▶ _Quoted passage_

MPI related questions

Hello,

I am now starting to play with MPI in ngsolve and got a couple of questions to ask:

(1) For my installation, I am asking ngsolve to download and build for me metis, mumps, and hypre, while it succeed in buliding all the packages, I can not get mumps working. In the final linking phase, my libngla.so has some undefined references…
…/linalg/libngla.so: undefined reference to blacs_gridinfo_' ../linalg/libngla.so: undefined reference to pzpotrf_’

So, I my working installation, I have to turn off mumps. This is always the most painful part due to my limited c++ experience… Do you see an immediate fix for this? I can provide more details about my build if you want…

(2) In https://ngsolve.org/docu/latest/how_to/howto_parallel.html, it says taskmanager allows for hybrid parallelization. I am assuming it is MPI+OPENMP, so how to do this hybrid parallization? I tried to run
mpirun -n 4 ngspy mpi_poisson.py
with SetNumThreads(8) in the code, but it didn’t work…

(3) Again in https://ngsolve.org/docu/latest/how_to/howto_parallel.html, it says mpi does not support periodic boundary yet :<
But in the git repository, there is a quite recent commit on mpi+periodic… are you recently working on solving this issue?

▶ _Work to complete_
[1] Which packages did the poster of the forum post ask ngsolve to download and build?
[2] Print the stretch of the forum post from "(3) Again in" through "solving this issue?".
[3] Summarize the forum post in three sentences.

▶ _Recorded data_
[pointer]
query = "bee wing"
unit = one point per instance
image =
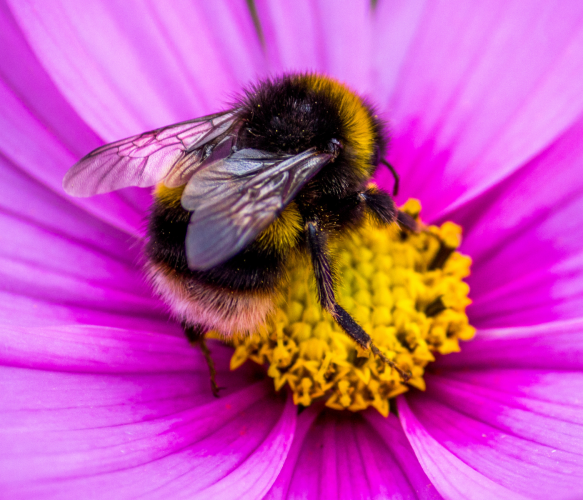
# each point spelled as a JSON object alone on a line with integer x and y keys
{"x": 149, "y": 158}
{"x": 237, "y": 197}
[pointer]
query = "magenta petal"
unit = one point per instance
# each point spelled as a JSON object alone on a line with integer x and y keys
{"x": 500, "y": 433}
{"x": 308, "y": 35}
{"x": 482, "y": 90}
{"x": 138, "y": 420}
{"x": 524, "y": 238}
{"x": 452, "y": 477}
{"x": 341, "y": 455}
{"x": 553, "y": 346}
{"x": 129, "y": 67}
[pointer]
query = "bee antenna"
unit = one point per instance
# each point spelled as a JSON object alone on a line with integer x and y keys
{"x": 395, "y": 176}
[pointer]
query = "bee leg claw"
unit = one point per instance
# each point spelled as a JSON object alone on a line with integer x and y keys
{"x": 195, "y": 335}
{"x": 405, "y": 375}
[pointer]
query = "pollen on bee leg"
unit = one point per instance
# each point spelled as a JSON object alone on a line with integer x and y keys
{"x": 404, "y": 288}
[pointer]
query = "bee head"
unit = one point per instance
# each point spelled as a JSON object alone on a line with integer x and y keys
{"x": 294, "y": 113}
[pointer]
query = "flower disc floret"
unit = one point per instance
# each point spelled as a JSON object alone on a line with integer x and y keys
{"x": 405, "y": 289}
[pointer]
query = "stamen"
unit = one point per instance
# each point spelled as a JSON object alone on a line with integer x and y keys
{"x": 407, "y": 293}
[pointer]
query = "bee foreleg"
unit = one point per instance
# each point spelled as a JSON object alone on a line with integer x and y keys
{"x": 382, "y": 208}
{"x": 317, "y": 242}
{"x": 395, "y": 176}
{"x": 195, "y": 335}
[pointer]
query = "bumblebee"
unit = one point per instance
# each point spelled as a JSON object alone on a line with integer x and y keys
{"x": 240, "y": 193}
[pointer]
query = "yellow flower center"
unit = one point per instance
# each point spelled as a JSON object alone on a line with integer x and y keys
{"x": 404, "y": 289}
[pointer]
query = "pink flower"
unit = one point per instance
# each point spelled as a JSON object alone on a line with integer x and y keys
{"x": 102, "y": 397}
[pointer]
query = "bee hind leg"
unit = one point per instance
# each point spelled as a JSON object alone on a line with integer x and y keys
{"x": 195, "y": 335}
{"x": 325, "y": 285}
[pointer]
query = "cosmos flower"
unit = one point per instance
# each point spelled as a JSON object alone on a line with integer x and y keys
{"x": 102, "y": 396}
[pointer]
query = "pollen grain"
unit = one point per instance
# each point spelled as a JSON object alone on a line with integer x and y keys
{"x": 405, "y": 289}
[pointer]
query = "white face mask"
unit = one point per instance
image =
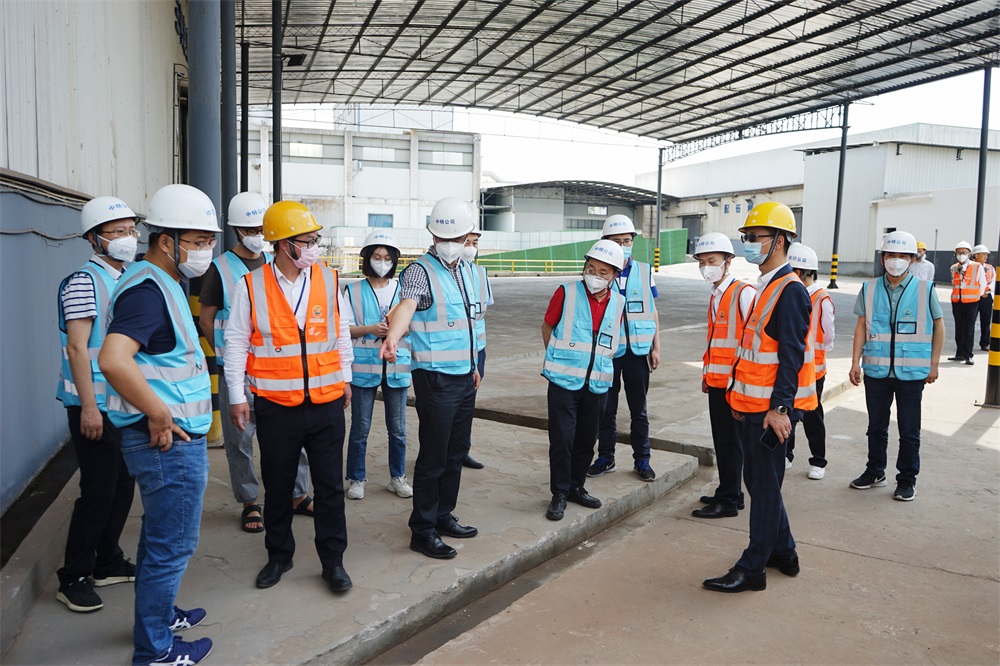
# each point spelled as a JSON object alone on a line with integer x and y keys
{"x": 450, "y": 251}
{"x": 713, "y": 274}
{"x": 381, "y": 268}
{"x": 896, "y": 267}
{"x": 595, "y": 283}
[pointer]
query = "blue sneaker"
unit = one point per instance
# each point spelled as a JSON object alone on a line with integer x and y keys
{"x": 182, "y": 653}
{"x": 187, "y": 619}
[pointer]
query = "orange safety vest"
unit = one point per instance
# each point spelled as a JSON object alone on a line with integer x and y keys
{"x": 724, "y": 331}
{"x": 286, "y": 364}
{"x": 964, "y": 286}
{"x": 816, "y": 331}
{"x": 756, "y": 367}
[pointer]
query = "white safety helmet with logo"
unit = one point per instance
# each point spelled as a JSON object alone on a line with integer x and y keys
{"x": 101, "y": 210}
{"x": 451, "y": 218}
{"x": 246, "y": 209}
{"x": 804, "y": 257}
{"x": 714, "y": 242}
{"x": 609, "y": 252}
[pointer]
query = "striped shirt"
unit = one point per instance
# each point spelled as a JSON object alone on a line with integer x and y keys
{"x": 78, "y": 299}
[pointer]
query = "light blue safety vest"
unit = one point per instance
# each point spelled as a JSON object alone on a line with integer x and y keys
{"x": 898, "y": 338}
{"x": 576, "y": 354}
{"x": 367, "y": 368}
{"x": 442, "y": 337}
{"x": 640, "y": 311}
{"x": 179, "y": 377}
{"x": 66, "y": 391}
{"x": 231, "y": 269}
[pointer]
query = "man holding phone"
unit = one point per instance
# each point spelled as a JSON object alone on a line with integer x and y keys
{"x": 773, "y": 380}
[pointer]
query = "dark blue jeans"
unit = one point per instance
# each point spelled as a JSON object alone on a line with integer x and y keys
{"x": 879, "y": 394}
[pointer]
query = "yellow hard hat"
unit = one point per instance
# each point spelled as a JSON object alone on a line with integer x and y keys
{"x": 773, "y": 215}
{"x": 284, "y": 219}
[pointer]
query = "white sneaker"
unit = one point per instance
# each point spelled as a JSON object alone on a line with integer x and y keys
{"x": 399, "y": 486}
{"x": 357, "y": 490}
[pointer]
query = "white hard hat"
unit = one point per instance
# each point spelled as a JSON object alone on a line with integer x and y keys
{"x": 451, "y": 217}
{"x": 609, "y": 252}
{"x": 104, "y": 209}
{"x": 899, "y": 241}
{"x": 182, "y": 207}
{"x": 618, "y": 224}
{"x": 714, "y": 242}
{"x": 246, "y": 209}
{"x": 804, "y": 257}
{"x": 383, "y": 238}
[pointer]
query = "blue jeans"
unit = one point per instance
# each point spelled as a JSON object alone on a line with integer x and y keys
{"x": 879, "y": 394}
{"x": 362, "y": 406}
{"x": 172, "y": 486}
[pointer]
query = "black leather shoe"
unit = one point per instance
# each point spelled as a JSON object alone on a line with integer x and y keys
{"x": 471, "y": 463}
{"x": 432, "y": 546}
{"x": 736, "y": 580}
{"x": 271, "y": 573}
{"x": 709, "y": 499}
{"x": 338, "y": 579}
{"x": 449, "y": 526}
{"x": 786, "y": 565}
{"x": 557, "y": 507}
{"x": 715, "y": 510}
{"x": 583, "y": 498}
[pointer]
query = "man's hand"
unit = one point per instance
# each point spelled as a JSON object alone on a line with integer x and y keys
{"x": 91, "y": 423}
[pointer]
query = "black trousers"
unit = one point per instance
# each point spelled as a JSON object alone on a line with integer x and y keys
{"x": 99, "y": 514}
{"x": 965, "y": 327}
{"x": 282, "y": 433}
{"x": 727, "y": 437}
{"x": 574, "y": 420}
{"x": 445, "y": 406}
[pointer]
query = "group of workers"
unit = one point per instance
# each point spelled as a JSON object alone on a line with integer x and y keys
{"x": 296, "y": 350}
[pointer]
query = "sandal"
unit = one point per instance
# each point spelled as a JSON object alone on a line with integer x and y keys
{"x": 248, "y": 519}
{"x": 301, "y": 507}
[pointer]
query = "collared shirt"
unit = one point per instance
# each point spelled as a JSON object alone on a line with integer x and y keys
{"x": 239, "y": 328}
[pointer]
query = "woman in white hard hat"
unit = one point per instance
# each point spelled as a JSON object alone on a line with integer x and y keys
{"x": 582, "y": 332}
{"x": 371, "y": 299}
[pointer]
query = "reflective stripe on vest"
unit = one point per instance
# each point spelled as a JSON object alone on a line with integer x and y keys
{"x": 756, "y": 367}
{"x": 66, "y": 390}
{"x": 277, "y": 364}
{"x": 574, "y": 352}
{"x": 724, "y": 332}
{"x": 367, "y": 367}
{"x": 898, "y": 339}
{"x": 442, "y": 336}
{"x": 179, "y": 377}
{"x": 640, "y": 311}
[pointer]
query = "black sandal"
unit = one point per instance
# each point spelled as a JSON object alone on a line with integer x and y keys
{"x": 248, "y": 519}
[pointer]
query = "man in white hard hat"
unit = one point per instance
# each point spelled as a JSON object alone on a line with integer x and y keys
{"x": 93, "y": 556}
{"x": 583, "y": 333}
{"x": 160, "y": 396}
{"x": 436, "y": 307}
{"x": 895, "y": 310}
{"x": 246, "y": 217}
{"x": 805, "y": 264}
{"x": 980, "y": 254}
{"x": 642, "y": 355}
{"x": 968, "y": 284}
{"x": 728, "y": 310}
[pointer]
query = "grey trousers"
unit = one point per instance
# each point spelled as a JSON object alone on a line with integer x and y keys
{"x": 239, "y": 452}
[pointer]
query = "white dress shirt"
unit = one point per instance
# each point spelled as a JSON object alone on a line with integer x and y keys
{"x": 239, "y": 328}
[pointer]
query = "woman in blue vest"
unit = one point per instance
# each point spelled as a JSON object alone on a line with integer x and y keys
{"x": 897, "y": 346}
{"x": 582, "y": 332}
{"x": 371, "y": 299}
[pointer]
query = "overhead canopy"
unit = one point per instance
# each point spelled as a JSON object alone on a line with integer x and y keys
{"x": 677, "y": 70}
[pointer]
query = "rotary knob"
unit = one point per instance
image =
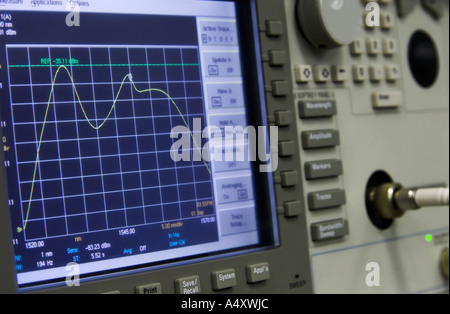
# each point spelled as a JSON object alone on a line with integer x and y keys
{"x": 329, "y": 23}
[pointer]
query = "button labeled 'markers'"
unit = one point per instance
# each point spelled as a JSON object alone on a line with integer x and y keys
{"x": 323, "y": 169}
{"x": 329, "y": 230}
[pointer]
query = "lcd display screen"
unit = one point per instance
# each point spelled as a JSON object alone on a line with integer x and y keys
{"x": 113, "y": 119}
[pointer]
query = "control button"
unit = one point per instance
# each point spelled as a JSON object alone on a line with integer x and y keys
{"x": 329, "y": 230}
{"x": 405, "y": 7}
{"x": 320, "y": 139}
{"x": 188, "y": 285}
{"x": 358, "y": 47}
{"x": 112, "y": 292}
{"x": 280, "y": 88}
{"x": 340, "y": 73}
{"x": 292, "y": 209}
{"x": 322, "y": 73}
{"x": 323, "y": 169}
{"x": 317, "y": 109}
{"x": 376, "y": 72}
{"x": 274, "y": 28}
{"x": 258, "y": 272}
{"x": 283, "y": 118}
{"x": 360, "y": 73}
{"x": 289, "y": 178}
{"x": 386, "y": 100}
{"x": 223, "y": 279}
{"x": 434, "y": 7}
{"x": 154, "y": 288}
{"x": 392, "y": 72}
{"x": 277, "y": 57}
{"x": 303, "y": 73}
{"x": 387, "y": 20}
{"x": 286, "y": 148}
{"x": 326, "y": 199}
{"x": 374, "y": 47}
{"x": 390, "y": 46}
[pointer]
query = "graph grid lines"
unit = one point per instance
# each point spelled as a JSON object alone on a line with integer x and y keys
{"x": 92, "y": 136}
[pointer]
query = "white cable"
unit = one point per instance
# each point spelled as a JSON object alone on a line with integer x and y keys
{"x": 432, "y": 197}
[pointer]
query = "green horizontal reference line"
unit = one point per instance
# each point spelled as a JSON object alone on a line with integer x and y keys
{"x": 103, "y": 65}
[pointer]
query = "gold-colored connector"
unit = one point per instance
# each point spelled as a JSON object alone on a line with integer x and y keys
{"x": 382, "y": 200}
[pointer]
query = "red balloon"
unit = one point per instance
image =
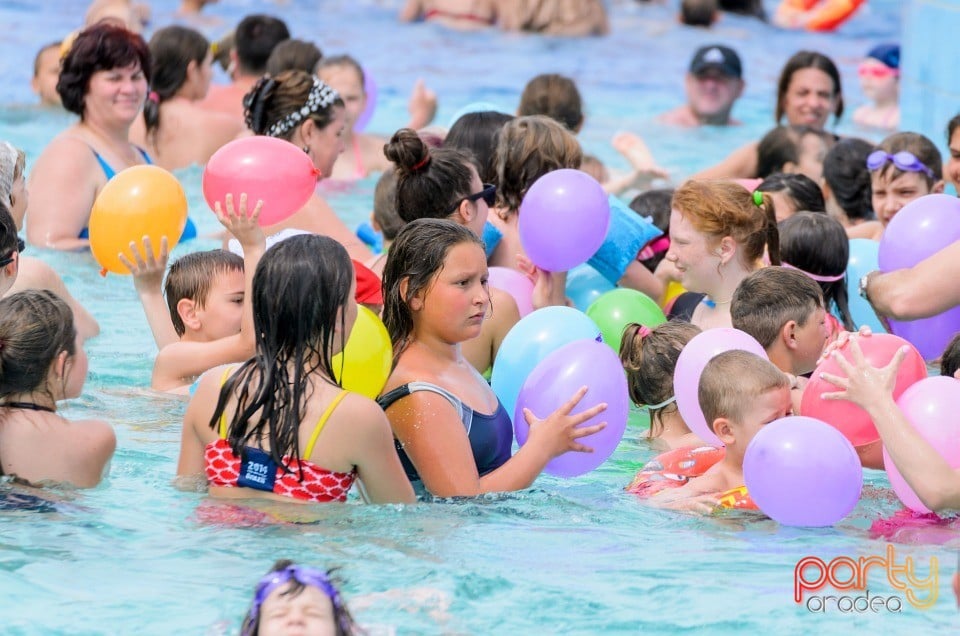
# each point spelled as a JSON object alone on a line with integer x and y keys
{"x": 265, "y": 168}
{"x": 845, "y": 416}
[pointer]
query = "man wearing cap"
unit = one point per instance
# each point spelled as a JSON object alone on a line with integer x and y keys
{"x": 713, "y": 83}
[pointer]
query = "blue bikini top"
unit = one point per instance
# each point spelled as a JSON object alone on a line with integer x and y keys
{"x": 491, "y": 436}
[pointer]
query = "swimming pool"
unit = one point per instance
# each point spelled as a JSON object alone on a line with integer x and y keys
{"x": 567, "y": 556}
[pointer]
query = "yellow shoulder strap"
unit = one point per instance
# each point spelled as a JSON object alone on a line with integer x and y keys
{"x": 223, "y": 416}
{"x": 321, "y": 423}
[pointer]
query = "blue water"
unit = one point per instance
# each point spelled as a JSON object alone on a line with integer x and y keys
{"x": 567, "y": 556}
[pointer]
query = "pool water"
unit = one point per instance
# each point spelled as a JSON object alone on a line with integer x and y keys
{"x": 572, "y": 556}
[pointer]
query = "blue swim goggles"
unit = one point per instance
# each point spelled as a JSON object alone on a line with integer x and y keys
{"x": 903, "y": 160}
{"x": 303, "y": 575}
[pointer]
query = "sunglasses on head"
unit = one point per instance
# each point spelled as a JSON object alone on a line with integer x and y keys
{"x": 9, "y": 259}
{"x": 872, "y": 70}
{"x": 903, "y": 160}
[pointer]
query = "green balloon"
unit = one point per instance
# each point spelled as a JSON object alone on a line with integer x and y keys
{"x": 619, "y": 307}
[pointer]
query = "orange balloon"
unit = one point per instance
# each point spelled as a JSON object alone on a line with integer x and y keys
{"x": 137, "y": 202}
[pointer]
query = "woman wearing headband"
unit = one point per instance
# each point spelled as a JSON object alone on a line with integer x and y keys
{"x": 302, "y": 109}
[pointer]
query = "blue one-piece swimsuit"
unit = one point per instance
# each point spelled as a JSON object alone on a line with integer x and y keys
{"x": 491, "y": 436}
{"x": 189, "y": 230}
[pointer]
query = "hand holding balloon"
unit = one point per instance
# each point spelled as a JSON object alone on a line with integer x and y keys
{"x": 558, "y": 432}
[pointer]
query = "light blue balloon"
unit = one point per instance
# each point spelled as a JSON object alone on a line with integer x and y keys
{"x": 863, "y": 259}
{"x": 585, "y": 285}
{"x": 533, "y": 338}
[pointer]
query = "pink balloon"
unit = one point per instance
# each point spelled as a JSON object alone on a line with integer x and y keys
{"x": 694, "y": 357}
{"x": 564, "y": 218}
{"x": 931, "y": 405}
{"x": 272, "y": 170}
{"x": 515, "y": 284}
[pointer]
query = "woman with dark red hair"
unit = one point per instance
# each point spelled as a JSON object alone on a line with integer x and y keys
{"x": 103, "y": 79}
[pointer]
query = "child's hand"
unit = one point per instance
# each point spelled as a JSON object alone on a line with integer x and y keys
{"x": 244, "y": 227}
{"x": 147, "y": 269}
{"x": 864, "y": 384}
{"x": 558, "y": 432}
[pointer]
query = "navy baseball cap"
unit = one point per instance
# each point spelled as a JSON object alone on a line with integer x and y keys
{"x": 716, "y": 56}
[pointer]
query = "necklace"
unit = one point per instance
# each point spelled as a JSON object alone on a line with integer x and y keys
{"x": 29, "y": 406}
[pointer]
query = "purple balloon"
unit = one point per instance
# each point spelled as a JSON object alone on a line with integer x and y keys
{"x": 922, "y": 228}
{"x": 802, "y": 472}
{"x": 931, "y": 405}
{"x": 686, "y": 375}
{"x": 563, "y": 219}
{"x": 515, "y": 284}
{"x": 557, "y": 377}
{"x": 370, "y": 89}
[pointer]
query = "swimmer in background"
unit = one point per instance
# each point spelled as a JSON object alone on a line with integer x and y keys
{"x": 209, "y": 321}
{"x": 739, "y": 394}
{"x": 293, "y": 598}
{"x": 46, "y": 72}
{"x": 880, "y": 83}
{"x": 903, "y": 168}
{"x": 364, "y": 152}
{"x": 649, "y": 357}
{"x": 42, "y": 362}
{"x": 253, "y": 41}
{"x": 713, "y": 84}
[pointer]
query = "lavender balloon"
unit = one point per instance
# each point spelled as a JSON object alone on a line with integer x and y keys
{"x": 581, "y": 363}
{"x": 686, "y": 375}
{"x": 802, "y": 472}
{"x": 564, "y": 218}
{"x": 922, "y": 228}
{"x": 931, "y": 405}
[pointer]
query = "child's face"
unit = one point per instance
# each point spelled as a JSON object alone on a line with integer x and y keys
{"x": 890, "y": 193}
{"x": 344, "y": 80}
{"x": 309, "y": 613}
{"x": 878, "y": 81}
{"x": 768, "y": 407}
{"x": 810, "y": 338}
{"x": 222, "y": 312}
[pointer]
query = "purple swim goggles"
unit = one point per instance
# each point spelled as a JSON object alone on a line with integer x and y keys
{"x": 903, "y": 160}
{"x": 305, "y": 576}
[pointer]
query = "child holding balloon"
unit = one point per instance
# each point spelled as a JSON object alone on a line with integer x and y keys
{"x": 280, "y": 426}
{"x": 451, "y": 431}
{"x": 739, "y": 393}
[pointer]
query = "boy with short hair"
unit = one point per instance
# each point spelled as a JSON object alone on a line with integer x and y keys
{"x": 739, "y": 393}
{"x": 904, "y": 167}
{"x": 210, "y": 322}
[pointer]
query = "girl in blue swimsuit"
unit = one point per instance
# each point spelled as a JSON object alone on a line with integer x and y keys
{"x": 451, "y": 431}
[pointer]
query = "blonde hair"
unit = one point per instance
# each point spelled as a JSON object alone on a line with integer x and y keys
{"x": 731, "y": 382}
{"x": 724, "y": 208}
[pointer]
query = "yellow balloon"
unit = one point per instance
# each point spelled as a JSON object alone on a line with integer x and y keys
{"x": 137, "y": 202}
{"x": 674, "y": 289}
{"x": 367, "y": 358}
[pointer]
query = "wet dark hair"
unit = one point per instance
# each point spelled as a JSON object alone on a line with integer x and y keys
{"x": 417, "y": 256}
{"x": 290, "y": 55}
{"x": 802, "y": 60}
{"x": 806, "y": 194}
{"x": 341, "y": 615}
{"x": 254, "y": 41}
{"x": 431, "y": 182}
{"x": 101, "y": 47}
{"x": 818, "y": 244}
{"x": 192, "y": 276}
{"x": 36, "y": 325}
{"x": 555, "y": 96}
{"x": 650, "y": 361}
{"x": 171, "y": 50}
{"x": 477, "y": 133}
{"x": 781, "y": 145}
{"x": 845, "y": 172}
{"x": 300, "y": 289}
{"x": 273, "y": 98}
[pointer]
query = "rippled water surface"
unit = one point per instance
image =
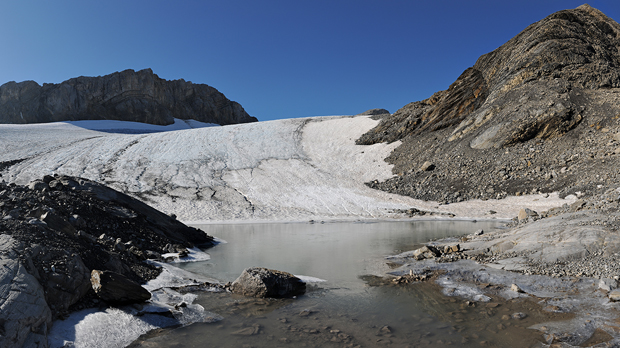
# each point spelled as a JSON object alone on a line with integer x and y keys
{"x": 345, "y": 310}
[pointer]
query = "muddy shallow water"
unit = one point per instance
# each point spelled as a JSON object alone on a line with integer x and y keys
{"x": 348, "y": 308}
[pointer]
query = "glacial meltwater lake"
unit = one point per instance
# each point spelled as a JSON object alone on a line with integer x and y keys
{"x": 344, "y": 310}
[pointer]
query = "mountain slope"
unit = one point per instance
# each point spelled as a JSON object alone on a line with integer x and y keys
{"x": 128, "y": 96}
{"x": 538, "y": 114}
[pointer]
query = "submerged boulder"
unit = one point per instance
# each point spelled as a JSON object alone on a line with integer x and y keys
{"x": 263, "y": 282}
{"x": 115, "y": 288}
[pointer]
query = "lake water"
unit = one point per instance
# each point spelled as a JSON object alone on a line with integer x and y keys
{"x": 348, "y": 309}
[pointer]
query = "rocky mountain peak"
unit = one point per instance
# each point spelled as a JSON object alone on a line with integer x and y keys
{"x": 539, "y": 113}
{"x": 566, "y": 52}
{"x": 129, "y": 95}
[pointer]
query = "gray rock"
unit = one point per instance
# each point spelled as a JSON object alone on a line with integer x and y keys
{"x": 607, "y": 284}
{"x": 58, "y": 223}
{"x": 427, "y": 167}
{"x": 614, "y": 295}
{"x": 24, "y": 313}
{"x": 66, "y": 288}
{"x": 115, "y": 288}
{"x": 263, "y": 282}
{"x": 526, "y": 213}
{"x": 139, "y": 96}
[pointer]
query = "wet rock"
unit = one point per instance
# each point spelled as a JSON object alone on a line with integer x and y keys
{"x": 614, "y": 295}
{"x": 77, "y": 221}
{"x": 425, "y": 252}
{"x": 115, "y": 288}
{"x": 526, "y": 213}
{"x": 607, "y": 284}
{"x": 449, "y": 249}
{"x": 263, "y": 282}
{"x": 24, "y": 313}
{"x": 58, "y": 223}
{"x": 37, "y": 185}
{"x": 69, "y": 286}
{"x": 427, "y": 167}
{"x": 516, "y": 288}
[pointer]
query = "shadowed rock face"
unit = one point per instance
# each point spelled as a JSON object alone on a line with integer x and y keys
{"x": 128, "y": 96}
{"x": 527, "y": 88}
{"x": 538, "y": 114}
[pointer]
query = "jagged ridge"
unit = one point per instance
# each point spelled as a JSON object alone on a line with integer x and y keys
{"x": 536, "y": 114}
{"x": 127, "y": 95}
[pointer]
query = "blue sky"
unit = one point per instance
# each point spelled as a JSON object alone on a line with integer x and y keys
{"x": 279, "y": 59}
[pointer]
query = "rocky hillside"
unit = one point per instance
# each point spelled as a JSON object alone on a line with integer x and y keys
{"x": 538, "y": 114}
{"x": 128, "y": 96}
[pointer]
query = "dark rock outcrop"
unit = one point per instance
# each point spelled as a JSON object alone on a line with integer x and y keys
{"x": 55, "y": 232}
{"x": 263, "y": 282}
{"x": 115, "y": 288}
{"x": 503, "y": 98}
{"x": 25, "y": 317}
{"x": 127, "y": 95}
{"x": 538, "y": 114}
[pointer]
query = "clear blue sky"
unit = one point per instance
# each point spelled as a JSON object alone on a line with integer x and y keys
{"x": 279, "y": 59}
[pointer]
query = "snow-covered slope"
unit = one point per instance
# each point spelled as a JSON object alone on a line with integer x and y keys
{"x": 295, "y": 169}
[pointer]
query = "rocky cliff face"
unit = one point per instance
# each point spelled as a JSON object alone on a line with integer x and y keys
{"x": 519, "y": 119}
{"x": 128, "y": 95}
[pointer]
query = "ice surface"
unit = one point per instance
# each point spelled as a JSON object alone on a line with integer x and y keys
{"x": 118, "y": 327}
{"x": 285, "y": 170}
{"x": 107, "y": 329}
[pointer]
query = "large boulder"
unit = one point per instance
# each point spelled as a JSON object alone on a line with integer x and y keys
{"x": 139, "y": 96}
{"x": 68, "y": 287}
{"x": 24, "y": 315}
{"x": 115, "y": 288}
{"x": 263, "y": 282}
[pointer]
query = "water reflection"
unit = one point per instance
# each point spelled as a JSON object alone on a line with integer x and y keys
{"x": 346, "y": 310}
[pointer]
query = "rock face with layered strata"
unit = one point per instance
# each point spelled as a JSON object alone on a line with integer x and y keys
{"x": 527, "y": 88}
{"x": 139, "y": 96}
{"x": 538, "y": 114}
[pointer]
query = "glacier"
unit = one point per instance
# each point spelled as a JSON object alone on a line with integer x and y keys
{"x": 284, "y": 170}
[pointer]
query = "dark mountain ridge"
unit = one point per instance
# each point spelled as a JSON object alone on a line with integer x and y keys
{"x": 538, "y": 114}
{"x": 139, "y": 96}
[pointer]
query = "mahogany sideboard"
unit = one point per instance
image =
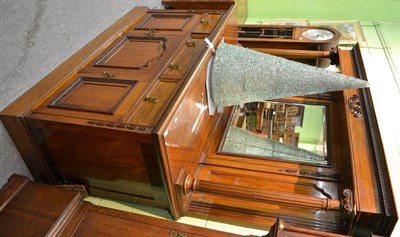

▶ _Per-task outputs_
[1] Metis, mumps, and hypre.

[2]
(3) Again in https://ngsolve.org/docu/latest/how_to/howto_parallel.html, it says mpi does not support periodic boundary yet :<
But in the git repository, there is a quite recent commit on mpi+periodic… are you recently working on solving this issue?

[3] The poster, who is starting to use MPI in ngsolve, had ngsolve build metis, mumps, and hypre, but mumps failed in the final linking phase with undefined references in libngla.so, so the working installation has mumps turned off. The poster asks how to carry out the hybrid parallelization that the documentation says the taskmanager allows, since running mpi_poisson.py with mpirun on 4 processes and SetNumThreads(8) in the code did not work. The poster also notes that the documentation says MPI does not yet support periodic boundaries, while the git repository has a recent commit on MPI with periodic boundaries, and asks whether this issue is being worked on.